Selected text:
___
JEFFERSON STORES, INC., a Delaware Corporation, Appellant,
v.
Jean CAUDELL, Appellee.

No. 69-305.

District Court of Appeal of Florida. Third District.

November 18, 1969.
Rehearing Denied December 5, 1969.

Stephens, Demos, Magill & Thornton, Miami, for appellant.

High, Stack & Davis and Robert A. Lazenby, Miami, for appellee.

Before BARKDULL, HENDRY and SWANN, JJ.

SWANN, Judge.

The defendant below, Jefferson Stores, Inc., appeals from a final judgment rendered on a jury verdict. Jean Caudell, plaintiff, recovered the final judgment for compensatory and punitive damages in her suit for false imprisonment, assault and battery, and personal injuries.

Defendant argues that the trial court erred in denying its motion for summary judgment and motion for directed verdict. It claims that these motions were proper and should have been granted on the authority of ยง 811.022, Fla. Stat., F.S.A., which provides:

"(1) A peace officer, or a merchant, or a merchant's employee who has probable cause for believing that goods held for sale by the merchant have been unlawfully taken by a person and that he can recover them by taking the person into custody, may, for the purpose of attempting to effect such recovery, take the person into custody and detain him in a reasonable manner for reasonable length of time. Such taking into custody and detention by a peace officer, merchant, or merchant's employee shall not render such police officer, merchant, or merchant's employee criminally or civilly liable for false arrest, false imprisonment, or unlawful detention."
___
Information supplied:
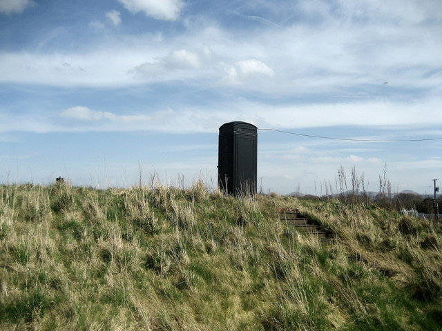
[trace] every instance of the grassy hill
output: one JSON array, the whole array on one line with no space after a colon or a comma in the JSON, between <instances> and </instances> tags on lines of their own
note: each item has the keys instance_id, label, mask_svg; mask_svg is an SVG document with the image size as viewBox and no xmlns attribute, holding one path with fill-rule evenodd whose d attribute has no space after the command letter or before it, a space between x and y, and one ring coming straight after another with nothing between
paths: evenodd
___
To be done: Name the judges who heard the appeal in the court opinion above.

Reply to the exercise: Barkdull, Hendry and Swann